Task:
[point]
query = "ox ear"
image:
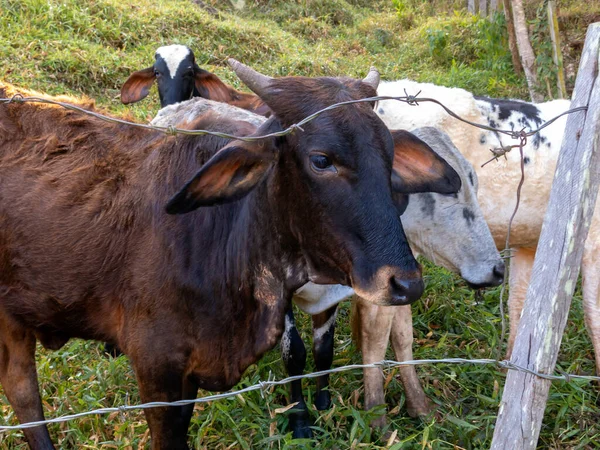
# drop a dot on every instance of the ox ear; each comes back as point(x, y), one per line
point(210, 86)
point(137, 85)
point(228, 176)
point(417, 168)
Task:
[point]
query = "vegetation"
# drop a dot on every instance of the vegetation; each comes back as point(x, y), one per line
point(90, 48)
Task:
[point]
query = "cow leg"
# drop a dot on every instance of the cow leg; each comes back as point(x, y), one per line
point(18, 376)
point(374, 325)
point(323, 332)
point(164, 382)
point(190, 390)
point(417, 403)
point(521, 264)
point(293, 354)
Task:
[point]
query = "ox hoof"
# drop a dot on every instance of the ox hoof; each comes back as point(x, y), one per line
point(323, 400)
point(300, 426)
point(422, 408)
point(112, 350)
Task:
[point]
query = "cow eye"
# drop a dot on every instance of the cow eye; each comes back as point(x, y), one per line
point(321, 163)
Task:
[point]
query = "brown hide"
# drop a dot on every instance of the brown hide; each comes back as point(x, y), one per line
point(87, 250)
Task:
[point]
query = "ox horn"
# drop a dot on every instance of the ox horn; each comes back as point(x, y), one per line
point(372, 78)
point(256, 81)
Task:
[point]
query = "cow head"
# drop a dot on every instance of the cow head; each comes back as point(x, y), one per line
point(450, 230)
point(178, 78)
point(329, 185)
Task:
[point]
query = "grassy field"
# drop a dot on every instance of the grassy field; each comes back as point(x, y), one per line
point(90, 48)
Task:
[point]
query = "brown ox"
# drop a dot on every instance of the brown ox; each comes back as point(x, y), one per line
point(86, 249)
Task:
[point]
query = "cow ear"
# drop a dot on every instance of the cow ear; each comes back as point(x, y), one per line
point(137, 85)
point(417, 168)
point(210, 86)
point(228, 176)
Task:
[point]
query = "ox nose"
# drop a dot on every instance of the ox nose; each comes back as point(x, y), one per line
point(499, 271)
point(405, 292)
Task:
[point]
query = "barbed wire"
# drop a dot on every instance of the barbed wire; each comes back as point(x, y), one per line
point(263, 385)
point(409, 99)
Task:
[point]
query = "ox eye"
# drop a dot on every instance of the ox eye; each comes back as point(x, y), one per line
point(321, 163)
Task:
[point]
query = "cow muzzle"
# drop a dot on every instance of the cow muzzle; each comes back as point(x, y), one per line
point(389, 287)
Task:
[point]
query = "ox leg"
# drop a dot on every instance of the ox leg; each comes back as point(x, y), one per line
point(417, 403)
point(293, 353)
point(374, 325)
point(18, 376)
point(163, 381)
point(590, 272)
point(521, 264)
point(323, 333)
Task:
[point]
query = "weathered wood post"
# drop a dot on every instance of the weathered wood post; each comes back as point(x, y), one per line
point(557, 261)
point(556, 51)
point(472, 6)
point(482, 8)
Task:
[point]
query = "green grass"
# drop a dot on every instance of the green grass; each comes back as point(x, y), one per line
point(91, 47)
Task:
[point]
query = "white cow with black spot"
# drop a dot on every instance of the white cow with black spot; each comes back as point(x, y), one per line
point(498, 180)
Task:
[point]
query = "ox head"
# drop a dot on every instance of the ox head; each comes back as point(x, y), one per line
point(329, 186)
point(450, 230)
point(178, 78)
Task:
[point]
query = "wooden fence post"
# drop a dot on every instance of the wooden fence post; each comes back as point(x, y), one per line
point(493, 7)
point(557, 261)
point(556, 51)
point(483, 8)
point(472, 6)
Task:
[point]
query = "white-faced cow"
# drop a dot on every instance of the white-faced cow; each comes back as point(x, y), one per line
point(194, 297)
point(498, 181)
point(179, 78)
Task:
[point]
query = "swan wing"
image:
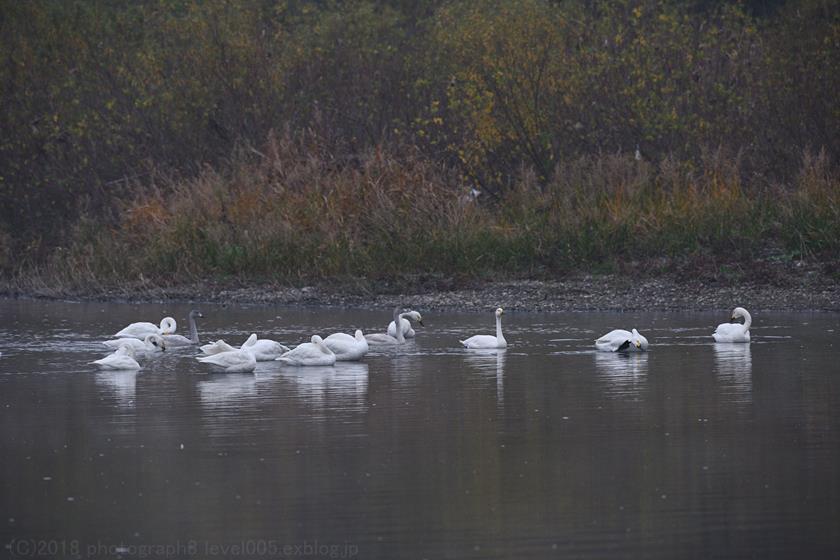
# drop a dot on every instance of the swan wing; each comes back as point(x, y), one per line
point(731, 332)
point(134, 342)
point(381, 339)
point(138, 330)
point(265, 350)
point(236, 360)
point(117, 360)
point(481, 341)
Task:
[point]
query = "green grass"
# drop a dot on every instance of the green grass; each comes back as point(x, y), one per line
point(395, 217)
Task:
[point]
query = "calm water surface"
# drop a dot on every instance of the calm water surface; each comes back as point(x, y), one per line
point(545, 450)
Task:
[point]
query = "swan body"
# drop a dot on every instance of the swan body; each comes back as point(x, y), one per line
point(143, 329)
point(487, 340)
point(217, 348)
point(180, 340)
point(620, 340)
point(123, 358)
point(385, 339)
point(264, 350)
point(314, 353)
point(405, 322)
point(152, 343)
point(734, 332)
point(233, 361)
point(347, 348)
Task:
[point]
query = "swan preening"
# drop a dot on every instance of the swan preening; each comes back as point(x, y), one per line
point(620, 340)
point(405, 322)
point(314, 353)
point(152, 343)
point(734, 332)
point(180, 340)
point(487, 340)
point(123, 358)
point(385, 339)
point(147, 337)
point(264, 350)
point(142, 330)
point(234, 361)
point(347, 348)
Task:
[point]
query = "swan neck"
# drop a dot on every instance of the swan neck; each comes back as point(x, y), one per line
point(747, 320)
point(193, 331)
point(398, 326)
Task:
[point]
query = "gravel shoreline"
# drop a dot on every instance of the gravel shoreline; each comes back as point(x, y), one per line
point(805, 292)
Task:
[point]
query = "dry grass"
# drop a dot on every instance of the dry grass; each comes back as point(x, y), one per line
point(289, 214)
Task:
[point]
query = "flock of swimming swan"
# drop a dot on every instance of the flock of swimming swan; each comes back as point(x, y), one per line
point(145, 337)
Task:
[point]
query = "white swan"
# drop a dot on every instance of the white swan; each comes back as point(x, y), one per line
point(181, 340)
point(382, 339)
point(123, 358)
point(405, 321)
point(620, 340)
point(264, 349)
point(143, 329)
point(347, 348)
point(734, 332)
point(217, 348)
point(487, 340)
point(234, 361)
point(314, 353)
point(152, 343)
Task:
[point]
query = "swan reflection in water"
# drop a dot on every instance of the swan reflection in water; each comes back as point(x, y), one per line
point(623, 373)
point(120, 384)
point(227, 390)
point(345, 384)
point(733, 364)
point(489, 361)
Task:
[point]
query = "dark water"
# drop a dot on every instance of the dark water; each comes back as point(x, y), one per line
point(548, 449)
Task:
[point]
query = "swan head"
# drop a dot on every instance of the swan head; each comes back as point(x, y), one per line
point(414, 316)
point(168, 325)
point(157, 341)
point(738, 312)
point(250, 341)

++++++++++

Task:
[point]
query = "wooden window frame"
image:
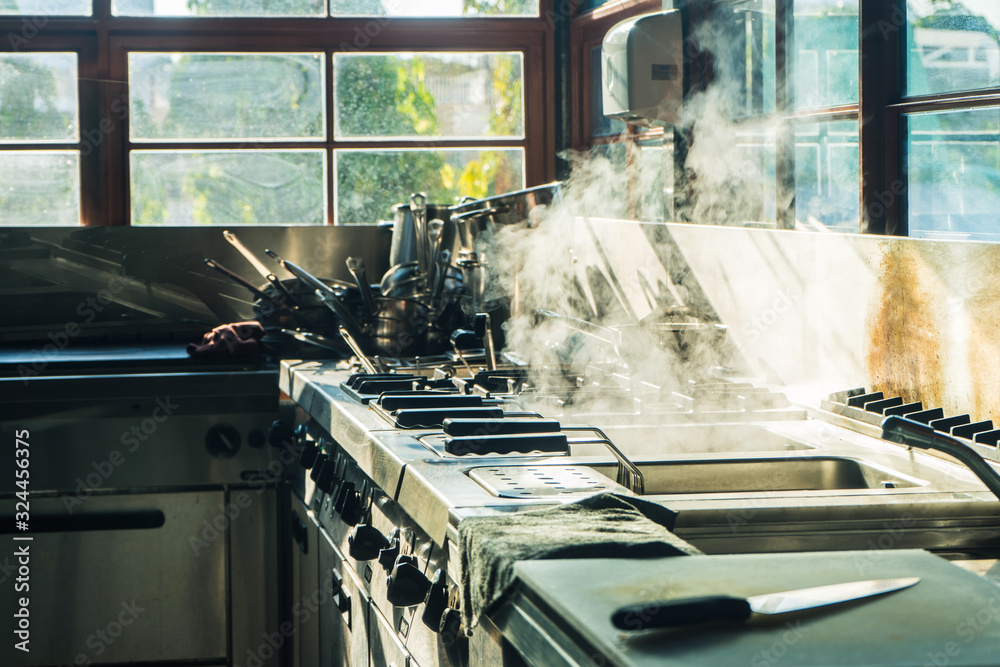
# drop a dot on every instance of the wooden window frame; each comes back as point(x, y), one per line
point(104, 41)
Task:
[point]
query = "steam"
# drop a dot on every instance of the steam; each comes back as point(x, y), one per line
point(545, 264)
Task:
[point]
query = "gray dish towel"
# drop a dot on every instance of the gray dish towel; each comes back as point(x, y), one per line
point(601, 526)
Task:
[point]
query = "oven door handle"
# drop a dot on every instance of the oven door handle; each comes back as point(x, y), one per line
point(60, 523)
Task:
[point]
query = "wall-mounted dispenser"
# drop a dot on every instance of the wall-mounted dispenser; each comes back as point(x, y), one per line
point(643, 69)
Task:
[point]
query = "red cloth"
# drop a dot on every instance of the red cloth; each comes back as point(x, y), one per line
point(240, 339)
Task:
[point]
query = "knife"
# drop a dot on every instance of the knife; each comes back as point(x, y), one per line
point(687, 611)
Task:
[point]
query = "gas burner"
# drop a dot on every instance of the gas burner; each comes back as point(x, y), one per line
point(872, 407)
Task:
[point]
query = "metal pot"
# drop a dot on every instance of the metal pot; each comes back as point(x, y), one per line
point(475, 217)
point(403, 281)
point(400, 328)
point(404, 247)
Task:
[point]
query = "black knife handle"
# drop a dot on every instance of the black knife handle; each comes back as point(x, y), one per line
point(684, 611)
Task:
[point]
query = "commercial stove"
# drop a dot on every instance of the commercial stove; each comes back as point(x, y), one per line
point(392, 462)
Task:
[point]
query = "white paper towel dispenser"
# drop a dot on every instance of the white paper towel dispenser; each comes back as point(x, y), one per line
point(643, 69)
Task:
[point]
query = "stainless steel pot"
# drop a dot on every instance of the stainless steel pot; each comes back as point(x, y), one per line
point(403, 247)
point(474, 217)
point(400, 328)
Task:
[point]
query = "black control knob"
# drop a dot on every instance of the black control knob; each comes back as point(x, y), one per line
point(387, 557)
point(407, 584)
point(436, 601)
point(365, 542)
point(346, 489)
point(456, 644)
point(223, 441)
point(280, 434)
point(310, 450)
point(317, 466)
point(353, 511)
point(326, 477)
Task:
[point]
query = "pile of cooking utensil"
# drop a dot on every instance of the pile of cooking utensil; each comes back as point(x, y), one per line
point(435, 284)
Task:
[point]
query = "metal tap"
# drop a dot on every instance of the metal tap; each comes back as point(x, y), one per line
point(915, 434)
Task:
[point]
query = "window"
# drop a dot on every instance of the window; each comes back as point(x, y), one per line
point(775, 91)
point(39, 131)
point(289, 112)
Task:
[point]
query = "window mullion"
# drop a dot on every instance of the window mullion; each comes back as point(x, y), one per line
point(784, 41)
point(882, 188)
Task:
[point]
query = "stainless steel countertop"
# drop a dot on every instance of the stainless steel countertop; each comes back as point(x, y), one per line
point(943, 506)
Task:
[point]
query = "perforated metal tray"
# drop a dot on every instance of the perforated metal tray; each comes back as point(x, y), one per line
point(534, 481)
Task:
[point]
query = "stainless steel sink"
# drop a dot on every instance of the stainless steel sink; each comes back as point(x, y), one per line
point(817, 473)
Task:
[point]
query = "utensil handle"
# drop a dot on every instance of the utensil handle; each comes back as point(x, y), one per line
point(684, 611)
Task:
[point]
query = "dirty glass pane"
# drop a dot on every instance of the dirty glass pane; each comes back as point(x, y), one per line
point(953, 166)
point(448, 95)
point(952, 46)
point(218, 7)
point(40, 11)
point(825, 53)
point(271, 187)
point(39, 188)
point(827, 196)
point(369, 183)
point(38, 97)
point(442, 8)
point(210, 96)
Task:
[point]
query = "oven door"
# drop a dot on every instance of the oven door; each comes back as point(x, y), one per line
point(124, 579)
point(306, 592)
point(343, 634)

++++++++++

■ WHAT NEEDS TO BE DONE ■
Pull out every line of the records above that contains the string "utensil", copying each one in full.

■ THE SOLUTION ■
query = "pile of cooking utensil"
# drop a dot on every instance of the pile of cooking utensil; each comes back as point(x, y), one per line
query = "utensil handle"
# drop a dot on every instance of the utensil handle; each comes back as point(x, y), one per line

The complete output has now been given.